Material for this task:
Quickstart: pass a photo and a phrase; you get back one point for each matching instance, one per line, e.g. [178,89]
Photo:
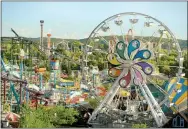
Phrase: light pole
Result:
[41,38]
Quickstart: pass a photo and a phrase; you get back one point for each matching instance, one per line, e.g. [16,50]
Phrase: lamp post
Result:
[22,54]
[41,38]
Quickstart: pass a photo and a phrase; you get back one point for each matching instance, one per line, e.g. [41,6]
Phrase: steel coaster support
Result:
[155,103]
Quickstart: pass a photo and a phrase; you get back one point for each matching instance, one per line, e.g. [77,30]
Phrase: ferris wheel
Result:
[135,44]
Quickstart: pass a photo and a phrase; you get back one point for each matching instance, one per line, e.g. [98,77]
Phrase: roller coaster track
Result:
[37,47]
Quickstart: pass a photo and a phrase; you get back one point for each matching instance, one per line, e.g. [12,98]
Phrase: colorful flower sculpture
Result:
[129,56]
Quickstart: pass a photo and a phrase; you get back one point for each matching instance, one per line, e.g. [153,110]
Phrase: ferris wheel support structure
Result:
[156,110]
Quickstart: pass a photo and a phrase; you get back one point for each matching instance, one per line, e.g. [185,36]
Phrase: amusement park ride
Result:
[131,57]
[132,62]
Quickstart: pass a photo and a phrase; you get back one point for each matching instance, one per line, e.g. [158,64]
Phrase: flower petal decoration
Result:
[136,63]
[114,72]
[120,47]
[112,58]
[125,81]
[133,45]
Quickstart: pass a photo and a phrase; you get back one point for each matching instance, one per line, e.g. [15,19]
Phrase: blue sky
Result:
[78,19]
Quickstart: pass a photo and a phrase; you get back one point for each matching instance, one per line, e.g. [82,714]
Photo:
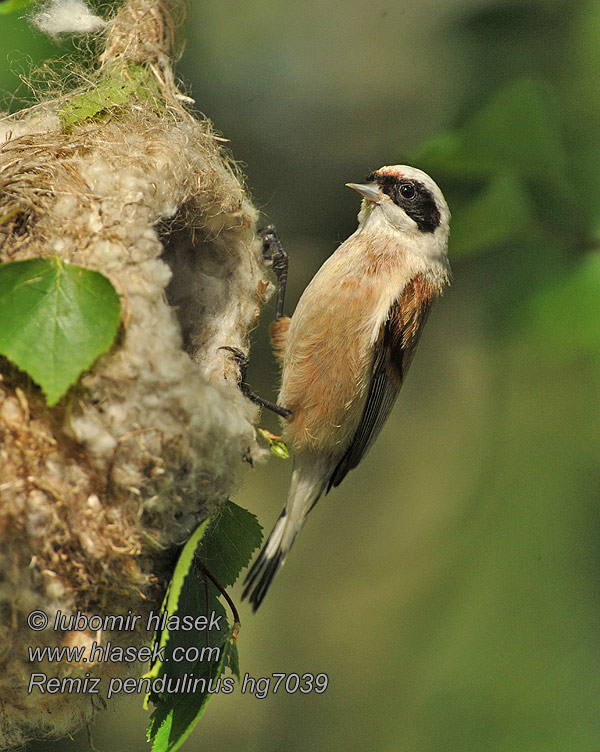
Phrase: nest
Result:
[96,492]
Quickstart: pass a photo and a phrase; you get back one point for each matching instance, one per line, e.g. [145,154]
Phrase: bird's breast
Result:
[330,346]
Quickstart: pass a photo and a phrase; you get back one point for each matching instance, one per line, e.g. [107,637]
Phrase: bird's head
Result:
[406,200]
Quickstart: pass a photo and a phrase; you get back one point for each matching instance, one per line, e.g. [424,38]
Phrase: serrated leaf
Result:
[118,88]
[170,602]
[224,547]
[174,720]
[55,320]
[229,543]
[10,6]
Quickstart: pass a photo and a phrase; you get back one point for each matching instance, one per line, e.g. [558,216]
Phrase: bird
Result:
[347,348]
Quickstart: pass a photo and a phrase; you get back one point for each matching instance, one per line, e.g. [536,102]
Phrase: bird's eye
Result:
[407,190]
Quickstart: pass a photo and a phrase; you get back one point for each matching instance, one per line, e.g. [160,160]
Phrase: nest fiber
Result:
[97,492]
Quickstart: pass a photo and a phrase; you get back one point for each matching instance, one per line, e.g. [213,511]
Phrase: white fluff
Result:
[67,17]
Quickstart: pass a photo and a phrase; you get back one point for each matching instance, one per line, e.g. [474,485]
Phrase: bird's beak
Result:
[370,191]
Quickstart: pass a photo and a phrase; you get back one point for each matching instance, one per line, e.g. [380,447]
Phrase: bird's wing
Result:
[394,351]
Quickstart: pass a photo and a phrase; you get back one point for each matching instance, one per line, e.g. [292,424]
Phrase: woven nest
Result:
[96,492]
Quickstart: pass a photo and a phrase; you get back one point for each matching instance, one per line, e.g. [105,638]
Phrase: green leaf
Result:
[55,320]
[501,212]
[224,547]
[118,88]
[518,130]
[276,445]
[174,720]
[228,545]
[10,6]
[564,317]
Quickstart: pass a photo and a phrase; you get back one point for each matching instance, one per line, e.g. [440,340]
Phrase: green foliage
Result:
[117,88]
[511,169]
[564,317]
[276,445]
[222,548]
[55,320]
[10,6]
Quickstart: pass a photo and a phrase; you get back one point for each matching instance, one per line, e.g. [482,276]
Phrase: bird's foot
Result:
[275,257]
[242,361]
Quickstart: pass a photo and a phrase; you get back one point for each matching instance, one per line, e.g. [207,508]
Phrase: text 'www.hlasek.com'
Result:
[83,645]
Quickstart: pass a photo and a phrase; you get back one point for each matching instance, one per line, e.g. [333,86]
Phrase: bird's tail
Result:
[304,494]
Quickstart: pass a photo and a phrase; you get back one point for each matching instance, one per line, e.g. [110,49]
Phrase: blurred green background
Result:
[450,587]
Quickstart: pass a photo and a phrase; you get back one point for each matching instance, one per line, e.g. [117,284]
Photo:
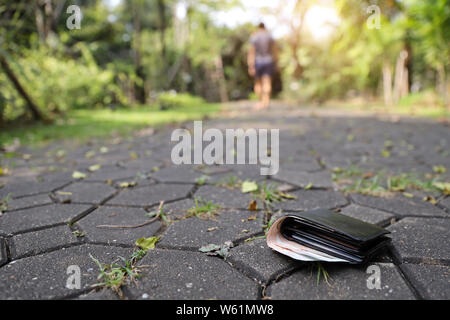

Work order:
The lines wanted run from the first one in the material above through the line containing "Phrase: steel coaster support"; give them again exactly, leaving out the pictures.

Response to this exercise:
Quickstart: pass a photo and a phrase; you get back one point for each matching instance, one per line, e.g. [178,89]
Photo:
Phrase: light pole
Result:
[41,38]
Quickstart: pass a photo and a phrase; you get back one point for each matching instance, one per line, e.g. [16,50]
Phrase: lamp post
Result:
[22,54]
[41,38]
Quickstart: pass a photo and a phrase; you get back one point for each matching instance, one per line, e.g. [41,6]
Phrase: steel coaster support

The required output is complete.